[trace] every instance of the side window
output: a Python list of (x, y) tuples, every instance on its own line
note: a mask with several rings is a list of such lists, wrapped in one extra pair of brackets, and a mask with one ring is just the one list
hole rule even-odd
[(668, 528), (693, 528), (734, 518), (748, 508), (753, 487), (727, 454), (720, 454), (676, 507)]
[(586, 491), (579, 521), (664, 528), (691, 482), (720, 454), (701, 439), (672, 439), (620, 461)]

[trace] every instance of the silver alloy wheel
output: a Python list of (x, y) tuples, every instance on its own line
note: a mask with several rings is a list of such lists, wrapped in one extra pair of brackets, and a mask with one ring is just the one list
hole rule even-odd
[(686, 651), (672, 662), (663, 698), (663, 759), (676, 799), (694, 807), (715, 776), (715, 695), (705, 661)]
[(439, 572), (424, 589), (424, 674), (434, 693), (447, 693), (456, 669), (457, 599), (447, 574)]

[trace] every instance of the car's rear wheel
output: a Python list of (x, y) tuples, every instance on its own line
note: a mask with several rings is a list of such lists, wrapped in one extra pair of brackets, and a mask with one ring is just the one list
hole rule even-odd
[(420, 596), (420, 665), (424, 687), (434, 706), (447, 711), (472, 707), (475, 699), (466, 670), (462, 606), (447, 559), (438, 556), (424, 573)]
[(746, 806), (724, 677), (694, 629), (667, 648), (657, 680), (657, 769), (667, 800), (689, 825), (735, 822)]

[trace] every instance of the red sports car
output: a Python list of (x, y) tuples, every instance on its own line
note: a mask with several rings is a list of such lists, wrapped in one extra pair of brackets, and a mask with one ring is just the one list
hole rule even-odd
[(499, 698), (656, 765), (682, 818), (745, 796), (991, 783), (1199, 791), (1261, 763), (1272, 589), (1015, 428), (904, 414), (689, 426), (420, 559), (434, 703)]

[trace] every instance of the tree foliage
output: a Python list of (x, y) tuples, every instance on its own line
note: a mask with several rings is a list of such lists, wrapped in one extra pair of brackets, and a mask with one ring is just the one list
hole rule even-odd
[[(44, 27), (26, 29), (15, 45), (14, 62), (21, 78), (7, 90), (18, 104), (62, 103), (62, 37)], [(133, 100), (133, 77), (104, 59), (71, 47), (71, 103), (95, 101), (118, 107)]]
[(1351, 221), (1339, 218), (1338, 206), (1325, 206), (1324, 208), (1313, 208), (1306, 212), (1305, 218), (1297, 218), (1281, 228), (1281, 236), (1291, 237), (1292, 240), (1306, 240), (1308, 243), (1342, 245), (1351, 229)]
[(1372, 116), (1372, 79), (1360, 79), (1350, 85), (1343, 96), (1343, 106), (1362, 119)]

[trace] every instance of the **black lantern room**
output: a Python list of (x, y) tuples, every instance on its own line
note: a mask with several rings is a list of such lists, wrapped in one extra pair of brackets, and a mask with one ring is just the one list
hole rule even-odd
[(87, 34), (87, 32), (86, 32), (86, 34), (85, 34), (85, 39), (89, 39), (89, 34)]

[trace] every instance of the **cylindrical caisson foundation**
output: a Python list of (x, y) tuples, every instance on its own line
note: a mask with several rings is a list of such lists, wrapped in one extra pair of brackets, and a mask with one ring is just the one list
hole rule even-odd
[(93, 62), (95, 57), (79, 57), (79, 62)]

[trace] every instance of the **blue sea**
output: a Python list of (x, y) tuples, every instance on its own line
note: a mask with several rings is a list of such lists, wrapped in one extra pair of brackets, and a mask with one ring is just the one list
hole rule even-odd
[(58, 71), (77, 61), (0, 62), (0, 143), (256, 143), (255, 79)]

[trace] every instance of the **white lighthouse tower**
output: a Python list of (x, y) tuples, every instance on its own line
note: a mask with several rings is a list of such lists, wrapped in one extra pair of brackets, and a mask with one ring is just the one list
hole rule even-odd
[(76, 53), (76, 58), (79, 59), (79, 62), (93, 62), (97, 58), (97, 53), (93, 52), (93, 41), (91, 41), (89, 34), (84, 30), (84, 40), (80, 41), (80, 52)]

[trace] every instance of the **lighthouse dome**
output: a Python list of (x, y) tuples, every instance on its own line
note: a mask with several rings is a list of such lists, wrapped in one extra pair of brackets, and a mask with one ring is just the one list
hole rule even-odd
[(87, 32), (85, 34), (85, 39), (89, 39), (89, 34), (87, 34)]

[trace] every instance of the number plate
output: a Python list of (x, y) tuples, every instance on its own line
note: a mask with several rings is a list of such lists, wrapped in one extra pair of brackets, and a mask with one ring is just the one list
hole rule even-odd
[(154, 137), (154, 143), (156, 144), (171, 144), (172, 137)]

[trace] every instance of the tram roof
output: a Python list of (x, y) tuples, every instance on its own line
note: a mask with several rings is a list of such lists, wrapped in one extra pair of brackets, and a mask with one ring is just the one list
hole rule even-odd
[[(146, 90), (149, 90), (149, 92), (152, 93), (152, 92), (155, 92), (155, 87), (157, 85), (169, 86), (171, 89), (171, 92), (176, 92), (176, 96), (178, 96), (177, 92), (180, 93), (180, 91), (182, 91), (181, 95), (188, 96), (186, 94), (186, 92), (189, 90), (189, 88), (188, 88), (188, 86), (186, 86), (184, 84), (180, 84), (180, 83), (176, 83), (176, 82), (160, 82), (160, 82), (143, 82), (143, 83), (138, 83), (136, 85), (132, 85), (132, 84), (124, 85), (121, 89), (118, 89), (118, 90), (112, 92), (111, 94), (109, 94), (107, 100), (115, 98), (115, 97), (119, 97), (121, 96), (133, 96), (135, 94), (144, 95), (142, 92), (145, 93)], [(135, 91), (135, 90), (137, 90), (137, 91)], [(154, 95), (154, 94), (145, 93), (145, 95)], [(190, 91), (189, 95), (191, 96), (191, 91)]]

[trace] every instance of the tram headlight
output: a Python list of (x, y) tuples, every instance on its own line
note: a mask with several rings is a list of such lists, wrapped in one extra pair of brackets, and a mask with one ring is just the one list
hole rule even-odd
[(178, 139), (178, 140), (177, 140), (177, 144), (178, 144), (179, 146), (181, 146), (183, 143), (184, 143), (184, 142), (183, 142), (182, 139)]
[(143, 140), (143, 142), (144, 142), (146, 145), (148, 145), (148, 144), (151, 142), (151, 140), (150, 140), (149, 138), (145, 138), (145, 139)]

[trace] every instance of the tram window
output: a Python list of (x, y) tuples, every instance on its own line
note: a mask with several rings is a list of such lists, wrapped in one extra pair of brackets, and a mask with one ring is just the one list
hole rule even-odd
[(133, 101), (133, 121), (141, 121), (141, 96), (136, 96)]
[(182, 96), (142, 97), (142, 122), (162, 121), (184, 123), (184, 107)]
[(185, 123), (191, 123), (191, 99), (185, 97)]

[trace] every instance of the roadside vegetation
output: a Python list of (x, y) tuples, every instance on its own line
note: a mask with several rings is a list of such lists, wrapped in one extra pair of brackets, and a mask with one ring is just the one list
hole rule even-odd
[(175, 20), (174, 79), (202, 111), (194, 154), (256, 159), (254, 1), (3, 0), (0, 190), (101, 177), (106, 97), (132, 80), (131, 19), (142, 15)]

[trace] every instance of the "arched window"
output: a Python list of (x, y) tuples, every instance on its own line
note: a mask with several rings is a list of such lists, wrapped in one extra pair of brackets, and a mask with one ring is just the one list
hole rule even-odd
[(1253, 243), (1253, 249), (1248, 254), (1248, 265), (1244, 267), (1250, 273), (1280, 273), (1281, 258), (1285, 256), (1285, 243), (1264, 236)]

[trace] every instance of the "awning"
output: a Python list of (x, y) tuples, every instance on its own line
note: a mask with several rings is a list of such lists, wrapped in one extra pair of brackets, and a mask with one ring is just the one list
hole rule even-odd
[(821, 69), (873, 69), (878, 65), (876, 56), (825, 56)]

-*-

EXERCISE PROMPT: Convert every item above into a two-column CSV with the header item_text,answer and one row per item. Put each item's text and its answer in separate quoted fields, replacing any line breaks with spaces.

SOLUTION FOR THIS PROBLEM:
item_text,answer
"[trace] every instance of the side window output: a Python list of (x, y) tuples, every instance on its own line note: a mask with several rings is a list of such lists, wrapped in one extra pair of brackets, and a mask with one ring is just the one list hole rule even-odd","[(668, 528), (693, 528), (734, 518), (748, 508), (753, 487), (727, 454), (720, 454), (676, 507)] [(586, 491), (579, 521), (664, 528), (691, 482), (720, 454), (701, 439), (672, 439), (620, 461)]"
"[trace] every instance of the silver alloy wheel output: a Python list of (x, y) tuples, every instance on its own line note: a mask with several rings is a list of such lists, wrapped in one extra pair of brackets, and a mask with one ring is just the one list hole rule even-odd","[(686, 651), (672, 662), (663, 698), (663, 759), (676, 799), (694, 807), (715, 776), (715, 695), (705, 661)] [(439, 572), (424, 589), (424, 674), (434, 693), (447, 693), (456, 669), (457, 599), (447, 574)]"
"[trace] every instance of the car's rear wheel output: a Python list of (x, y) tuples, every instance on its own line note: a mask with several rings is a list of such lists, wrapped in one extra pair of brackets, and a mask with one ring is just the one list hole rule even-odd","[(420, 596), (420, 665), (424, 687), (434, 706), (447, 711), (472, 707), (475, 699), (466, 670), (462, 606), (447, 559), (438, 556), (424, 573)] [(746, 806), (724, 677), (694, 629), (667, 648), (657, 680), (657, 769), (667, 800), (689, 825), (735, 822)]"
"[trace] every instance of the red sports car output: a Python list of (x, y) tuples, every instance on its own line note: a mask with several rings is a list of such lists, wrapped in one extra pair of brackets, and a mask with one ring is just the one list hole rule even-odd","[(499, 698), (656, 765), (682, 818), (745, 796), (991, 783), (1199, 791), (1261, 763), (1272, 589), (1015, 428), (904, 414), (689, 426), (420, 559), (434, 703)]"
"[trace] every instance of the tree foliage output: a Python list of (x, y) tuples, every instance on its own line note: a mask with several rings is a list of such lists, wrapped in one extra pair of brackets, and a mask with one ring is just the one list hole rule even-odd","[[(44, 27), (26, 29), (15, 45), (14, 62), (21, 78), (7, 90), (18, 104), (62, 103), (62, 37)], [(133, 100), (133, 77), (104, 59), (71, 47), (71, 103), (95, 101), (118, 107)]] [(1351, 221), (1339, 218), (1338, 206), (1325, 206), (1324, 208), (1313, 208), (1306, 212), (1305, 218), (1297, 218), (1281, 228), (1281, 236), (1291, 237), (1292, 240), (1306, 240), (1308, 243), (1342, 245), (1351, 229)] [(1372, 116), (1372, 79), (1360, 79), (1350, 85), (1343, 96), (1343, 106), (1362, 119)]"
"[trace] every instance of the **black lantern room** output: a Python list of (x, y) tuples, every instance on its own line note: a mask with several rings is a list of such lists, wrapped in one extra pair of brackets, and a mask with one ring is just the one list hole rule even-odd","[(87, 34), (87, 32), (86, 32), (86, 34), (85, 34), (85, 39), (89, 39), (89, 34)]"
"[trace] every instance of the **cylindrical caisson foundation** output: a Python list of (x, y) tuples, every instance on its own line note: a mask with several rings is a list of such lists, wrapped in one extra pair of brackets, and a mask with one ring is just the one list hole rule even-odd","[(93, 62), (95, 57), (79, 57), (79, 62)]"
"[trace] every instance of the **blue sea** output: a Python list of (x, y) tuples, every instance on its own line note: a mask with several rings is a list of such lists, wrapped in one extra pair of brackets, and a mask with one ring is just the one list hole rule even-odd","[(58, 71), (77, 61), (0, 62), (0, 143), (256, 143), (255, 79)]"
"[trace] every instance of the **white lighthouse tower** output: a Python list of (x, y) tuples, every instance on its own line note: a mask with several rings is a list of such lists, wrapped in one extra pair of brackets, and a mask with one ring is just the one list hole rule even-odd","[(76, 53), (76, 58), (79, 59), (79, 62), (93, 62), (97, 58), (97, 53), (93, 52), (93, 41), (91, 41), (89, 34), (84, 30), (84, 40), (80, 41), (80, 52)]"
"[trace] every instance of the **lighthouse dome** output: a Python list of (x, y) tuples, every instance on its own line note: a mask with several rings is a list of such lists, wrapped in one extra pair of brackets, and a mask with one ring is just the one list hole rule even-odd","[(87, 32), (85, 34), (85, 39), (89, 39), (89, 34), (87, 34)]"
"[trace] every instance of the number plate output: a Python list of (x, y) tuples, every instance on its own line note: a mask with several rings is a list of such lists, wrapped in one extra pair of brackets, and a mask with one ring is just the one list hole rule even-odd","[(154, 137), (154, 143), (156, 144), (171, 144), (172, 137)]"
"[trace] every instance of the tram roof output: a Python list of (x, y) tuples, every instance on its own line note: a mask with several rings is a list of such lists, wrapped in one extra pair of brackets, and a mask with one ring is just the one list hole rule even-odd","[[(146, 90), (149, 90), (149, 92), (152, 93), (152, 92), (155, 92), (155, 87), (157, 85), (169, 86), (171, 89), (171, 92), (176, 92), (176, 96), (178, 96), (177, 92), (180, 93), (180, 91), (182, 91), (181, 95), (188, 96), (186, 94), (186, 92), (189, 90), (189, 88), (188, 88), (188, 86), (186, 86), (184, 84), (180, 84), (180, 83), (176, 83), (176, 82), (160, 82), (160, 82), (143, 82), (143, 83), (138, 83), (136, 85), (132, 85), (132, 84), (124, 85), (121, 89), (118, 89), (118, 90), (112, 92), (111, 94), (109, 94), (107, 100), (115, 98), (115, 97), (119, 97), (121, 96), (133, 96), (135, 94), (144, 95), (142, 92), (145, 93)], [(135, 91), (135, 90), (137, 90), (137, 91)], [(154, 95), (154, 94), (145, 93), (145, 95)], [(190, 91), (189, 95), (191, 96), (191, 91)]]"
"[trace] every instance of the tram headlight output: a Python list of (x, y) tuples, every instance on its own line note: a mask with several rings is a list of such lists, wrapped in one extra pair of brackets, and a mask with one ring is just the one list hole rule even-odd","[(178, 139), (178, 140), (177, 140), (177, 144), (178, 144), (179, 146), (181, 146), (183, 143), (184, 143), (184, 142), (183, 142), (182, 139)] [(143, 140), (143, 142), (144, 142), (146, 145), (148, 145), (148, 144), (151, 142), (151, 140), (150, 140), (149, 138), (145, 138), (145, 139)]"
"[trace] every instance of the tram window output: a Python list of (x, y) tuples, every instance on its own line note: a mask with several rings is a list of such lists, wrapped in one extra pair of brackets, and a mask with one ring is just the one list hole rule even-odd","[(133, 101), (133, 121), (141, 121), (141, 96), (136, 96)] [(182, 96), (142, 97), (142, 122), (162, 121), (184, 123), (184, 107)] [(185, 123), (191, 123), (191, 99), (185, 97)]"
"[trace] every instance of the roadside vegetation output: a Python list of (x, y) tuples, every instance on its own line note: a mask with several rings is a list of such lists, wrapped in one extra pair of brackets, and a mask with one ring is just the one list hole rule even-odd","[(175, 20), (174, 79), (202, 111), (194, 154), (256, 159), (254, 1), (3, 0), (0, 190), (101, 177), (106, 97), (132, 80), (131, 19), (142, 15)]"
"[trace] every instance of the ""arched window"" output: a Python list of (x, y) tuples, every instance on its own line note: a mask with several rings is a list of such lists, wrapped in one extra pair of brackets, and a mask with one ring is just the one list hole rule even-odd","[(1253, 243), (1253, 249), (1248, 254), (1248, 265), (1244, 267), (1250, 273), (1280, 273), (1281, 258), (1285, 256), (1285, 243), (1264, 236)]"
"[trace] every instance of the ""awning"" output: a Python list of (x, y) tuples, every instance on its own line note: a mask with several rings is a list of such lists, wrapped in one extra pair of brackets, and a mask with one ring is just the one list hole rule even-odd","[(821, 69), (873, 69), (878, 65), (876, 56), (825, 56)]"